● **EXERCISE DESCRIPTION**: Collect every line from the entries below that contains the word "dresser", and copy each one as it appears.

[BEGIN RECORD EXCERPTS]

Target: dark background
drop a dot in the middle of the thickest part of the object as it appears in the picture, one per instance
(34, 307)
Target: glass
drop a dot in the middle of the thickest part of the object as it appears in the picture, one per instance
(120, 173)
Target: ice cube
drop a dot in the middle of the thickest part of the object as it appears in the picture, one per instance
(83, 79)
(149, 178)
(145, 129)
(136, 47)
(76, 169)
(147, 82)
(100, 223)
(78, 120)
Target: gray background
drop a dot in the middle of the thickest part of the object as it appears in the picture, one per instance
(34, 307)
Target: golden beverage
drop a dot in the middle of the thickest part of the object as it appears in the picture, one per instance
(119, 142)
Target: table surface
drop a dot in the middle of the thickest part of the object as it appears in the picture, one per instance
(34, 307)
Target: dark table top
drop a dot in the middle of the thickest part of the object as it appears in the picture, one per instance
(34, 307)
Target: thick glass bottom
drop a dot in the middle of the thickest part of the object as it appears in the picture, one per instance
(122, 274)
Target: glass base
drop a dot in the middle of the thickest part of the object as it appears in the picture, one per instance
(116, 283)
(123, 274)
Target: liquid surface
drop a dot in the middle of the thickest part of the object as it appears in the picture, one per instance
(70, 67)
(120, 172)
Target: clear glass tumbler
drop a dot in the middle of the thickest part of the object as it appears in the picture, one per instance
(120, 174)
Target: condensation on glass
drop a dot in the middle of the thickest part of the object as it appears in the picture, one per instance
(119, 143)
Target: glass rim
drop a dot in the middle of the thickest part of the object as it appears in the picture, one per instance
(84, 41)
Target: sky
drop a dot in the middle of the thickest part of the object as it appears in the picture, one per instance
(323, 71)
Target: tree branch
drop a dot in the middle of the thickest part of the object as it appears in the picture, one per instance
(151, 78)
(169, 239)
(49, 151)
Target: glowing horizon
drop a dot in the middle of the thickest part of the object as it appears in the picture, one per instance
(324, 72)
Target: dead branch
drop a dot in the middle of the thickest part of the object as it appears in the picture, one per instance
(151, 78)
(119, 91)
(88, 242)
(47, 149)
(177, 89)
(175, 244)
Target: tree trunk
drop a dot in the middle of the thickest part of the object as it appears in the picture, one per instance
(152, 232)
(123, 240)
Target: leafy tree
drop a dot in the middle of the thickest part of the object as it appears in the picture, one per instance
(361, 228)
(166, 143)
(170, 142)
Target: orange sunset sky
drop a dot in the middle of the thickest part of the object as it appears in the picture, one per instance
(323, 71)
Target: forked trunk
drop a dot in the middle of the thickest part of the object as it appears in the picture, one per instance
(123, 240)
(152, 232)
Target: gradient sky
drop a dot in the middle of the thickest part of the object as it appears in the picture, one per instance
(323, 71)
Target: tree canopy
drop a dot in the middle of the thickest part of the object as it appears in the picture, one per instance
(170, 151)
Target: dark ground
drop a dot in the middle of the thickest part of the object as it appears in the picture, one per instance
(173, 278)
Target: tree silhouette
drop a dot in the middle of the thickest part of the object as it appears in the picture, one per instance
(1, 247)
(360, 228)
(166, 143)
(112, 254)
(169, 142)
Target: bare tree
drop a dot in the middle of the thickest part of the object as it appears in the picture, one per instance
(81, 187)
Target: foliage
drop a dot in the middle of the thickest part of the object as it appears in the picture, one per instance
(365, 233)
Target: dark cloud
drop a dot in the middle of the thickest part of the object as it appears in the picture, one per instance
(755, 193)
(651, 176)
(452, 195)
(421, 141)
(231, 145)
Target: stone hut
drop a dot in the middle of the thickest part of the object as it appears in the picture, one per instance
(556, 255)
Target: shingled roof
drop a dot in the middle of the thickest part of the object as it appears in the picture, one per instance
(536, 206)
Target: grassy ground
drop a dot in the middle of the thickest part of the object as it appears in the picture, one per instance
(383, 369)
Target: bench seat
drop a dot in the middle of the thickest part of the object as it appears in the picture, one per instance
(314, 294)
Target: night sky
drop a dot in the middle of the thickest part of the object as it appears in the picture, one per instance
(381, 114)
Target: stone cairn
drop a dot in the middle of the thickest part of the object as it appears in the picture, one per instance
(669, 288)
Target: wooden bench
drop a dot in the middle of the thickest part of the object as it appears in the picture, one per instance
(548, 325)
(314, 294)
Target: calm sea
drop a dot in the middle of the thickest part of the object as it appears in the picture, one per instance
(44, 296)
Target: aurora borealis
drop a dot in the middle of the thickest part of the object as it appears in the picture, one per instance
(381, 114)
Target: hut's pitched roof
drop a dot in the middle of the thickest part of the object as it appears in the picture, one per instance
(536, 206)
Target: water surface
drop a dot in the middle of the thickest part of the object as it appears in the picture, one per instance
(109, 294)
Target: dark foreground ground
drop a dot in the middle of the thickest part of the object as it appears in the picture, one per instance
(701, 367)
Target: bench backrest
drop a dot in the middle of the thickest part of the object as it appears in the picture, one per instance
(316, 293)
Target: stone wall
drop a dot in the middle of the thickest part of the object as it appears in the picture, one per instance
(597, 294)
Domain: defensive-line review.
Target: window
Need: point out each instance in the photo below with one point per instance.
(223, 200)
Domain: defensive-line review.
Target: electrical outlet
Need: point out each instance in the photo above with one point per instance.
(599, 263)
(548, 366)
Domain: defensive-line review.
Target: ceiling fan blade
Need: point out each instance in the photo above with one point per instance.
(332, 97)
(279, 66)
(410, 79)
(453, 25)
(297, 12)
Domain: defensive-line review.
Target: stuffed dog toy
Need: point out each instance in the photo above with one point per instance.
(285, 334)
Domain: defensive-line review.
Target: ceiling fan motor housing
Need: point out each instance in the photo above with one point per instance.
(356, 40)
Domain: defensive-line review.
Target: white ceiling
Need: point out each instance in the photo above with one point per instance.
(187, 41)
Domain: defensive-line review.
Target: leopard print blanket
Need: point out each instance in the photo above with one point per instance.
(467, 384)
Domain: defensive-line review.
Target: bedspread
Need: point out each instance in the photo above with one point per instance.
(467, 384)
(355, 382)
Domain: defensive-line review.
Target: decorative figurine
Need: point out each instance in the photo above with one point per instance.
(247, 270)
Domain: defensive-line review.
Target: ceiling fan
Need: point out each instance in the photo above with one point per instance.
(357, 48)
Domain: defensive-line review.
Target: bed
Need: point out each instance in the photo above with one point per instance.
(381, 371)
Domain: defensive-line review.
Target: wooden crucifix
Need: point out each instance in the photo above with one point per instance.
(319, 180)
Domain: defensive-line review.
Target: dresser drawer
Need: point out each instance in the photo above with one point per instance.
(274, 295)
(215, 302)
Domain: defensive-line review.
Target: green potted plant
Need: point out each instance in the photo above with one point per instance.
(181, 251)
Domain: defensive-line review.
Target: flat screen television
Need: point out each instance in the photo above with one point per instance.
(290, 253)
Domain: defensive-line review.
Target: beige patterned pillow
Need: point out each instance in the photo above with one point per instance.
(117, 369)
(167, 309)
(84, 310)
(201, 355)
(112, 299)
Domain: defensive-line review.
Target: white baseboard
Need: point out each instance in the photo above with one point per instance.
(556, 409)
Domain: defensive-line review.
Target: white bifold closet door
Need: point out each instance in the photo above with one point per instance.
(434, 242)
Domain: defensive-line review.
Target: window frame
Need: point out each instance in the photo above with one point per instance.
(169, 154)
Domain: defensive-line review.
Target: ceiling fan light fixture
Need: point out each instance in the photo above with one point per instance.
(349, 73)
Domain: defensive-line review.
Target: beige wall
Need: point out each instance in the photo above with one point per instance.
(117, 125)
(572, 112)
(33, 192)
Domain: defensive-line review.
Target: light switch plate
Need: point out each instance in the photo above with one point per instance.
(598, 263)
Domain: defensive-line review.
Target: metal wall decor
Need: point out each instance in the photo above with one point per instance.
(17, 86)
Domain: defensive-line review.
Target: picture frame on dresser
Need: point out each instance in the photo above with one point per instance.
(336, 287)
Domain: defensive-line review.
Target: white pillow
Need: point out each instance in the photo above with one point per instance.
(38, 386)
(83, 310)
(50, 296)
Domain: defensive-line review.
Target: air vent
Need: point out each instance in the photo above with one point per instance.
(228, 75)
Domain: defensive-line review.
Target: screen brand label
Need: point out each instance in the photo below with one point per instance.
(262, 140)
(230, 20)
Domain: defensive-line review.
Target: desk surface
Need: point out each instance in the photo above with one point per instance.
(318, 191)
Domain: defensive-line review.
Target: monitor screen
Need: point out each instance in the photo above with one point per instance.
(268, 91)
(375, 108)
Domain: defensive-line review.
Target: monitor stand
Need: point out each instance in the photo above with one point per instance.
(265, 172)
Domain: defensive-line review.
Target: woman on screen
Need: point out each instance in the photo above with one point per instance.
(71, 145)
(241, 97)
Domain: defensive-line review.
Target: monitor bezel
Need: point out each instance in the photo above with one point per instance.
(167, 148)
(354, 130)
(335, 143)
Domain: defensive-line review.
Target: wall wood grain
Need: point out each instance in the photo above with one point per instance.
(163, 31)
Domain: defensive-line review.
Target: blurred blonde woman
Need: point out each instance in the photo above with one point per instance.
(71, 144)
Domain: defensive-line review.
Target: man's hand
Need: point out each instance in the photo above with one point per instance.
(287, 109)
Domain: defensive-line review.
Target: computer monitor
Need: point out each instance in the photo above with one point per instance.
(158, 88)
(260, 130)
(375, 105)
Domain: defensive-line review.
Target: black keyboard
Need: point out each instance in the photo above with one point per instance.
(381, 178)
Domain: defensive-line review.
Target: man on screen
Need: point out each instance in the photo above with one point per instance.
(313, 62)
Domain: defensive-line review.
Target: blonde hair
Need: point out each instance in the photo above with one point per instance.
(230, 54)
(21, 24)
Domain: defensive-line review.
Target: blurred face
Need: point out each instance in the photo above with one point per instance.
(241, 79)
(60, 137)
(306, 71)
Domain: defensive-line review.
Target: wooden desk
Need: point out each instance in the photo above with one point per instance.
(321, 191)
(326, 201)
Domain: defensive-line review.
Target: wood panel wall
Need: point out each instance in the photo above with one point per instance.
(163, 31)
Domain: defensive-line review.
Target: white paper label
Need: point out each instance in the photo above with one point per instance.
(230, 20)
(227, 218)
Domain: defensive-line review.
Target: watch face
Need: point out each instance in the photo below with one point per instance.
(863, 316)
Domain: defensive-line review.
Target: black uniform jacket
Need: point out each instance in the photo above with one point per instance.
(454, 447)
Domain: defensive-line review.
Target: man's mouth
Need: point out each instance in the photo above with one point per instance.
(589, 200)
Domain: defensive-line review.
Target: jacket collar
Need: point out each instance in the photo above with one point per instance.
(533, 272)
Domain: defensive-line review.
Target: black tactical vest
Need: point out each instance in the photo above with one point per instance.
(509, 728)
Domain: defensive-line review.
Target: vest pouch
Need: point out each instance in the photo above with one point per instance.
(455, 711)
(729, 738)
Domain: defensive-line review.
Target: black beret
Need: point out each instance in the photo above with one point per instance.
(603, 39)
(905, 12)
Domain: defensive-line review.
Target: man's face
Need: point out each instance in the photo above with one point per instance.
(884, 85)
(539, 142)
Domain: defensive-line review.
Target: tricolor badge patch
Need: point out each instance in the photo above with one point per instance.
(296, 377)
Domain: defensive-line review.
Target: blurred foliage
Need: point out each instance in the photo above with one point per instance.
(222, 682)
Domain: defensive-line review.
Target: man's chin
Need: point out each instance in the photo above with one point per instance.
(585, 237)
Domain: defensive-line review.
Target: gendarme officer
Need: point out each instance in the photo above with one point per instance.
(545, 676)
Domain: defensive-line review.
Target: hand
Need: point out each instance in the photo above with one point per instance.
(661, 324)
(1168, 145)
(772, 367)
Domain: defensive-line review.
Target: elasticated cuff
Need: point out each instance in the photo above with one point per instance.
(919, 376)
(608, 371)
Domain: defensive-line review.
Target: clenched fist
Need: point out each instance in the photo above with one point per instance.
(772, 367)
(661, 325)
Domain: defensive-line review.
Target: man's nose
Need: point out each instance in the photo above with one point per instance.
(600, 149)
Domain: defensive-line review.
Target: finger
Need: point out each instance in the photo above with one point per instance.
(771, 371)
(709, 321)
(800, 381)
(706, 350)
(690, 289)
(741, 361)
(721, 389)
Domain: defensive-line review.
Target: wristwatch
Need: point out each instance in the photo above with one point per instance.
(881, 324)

[END RECORD EXCERPTS]

● **OUTPUT BELOW**:
Target: dresser drawer
Target: picture frame on dresser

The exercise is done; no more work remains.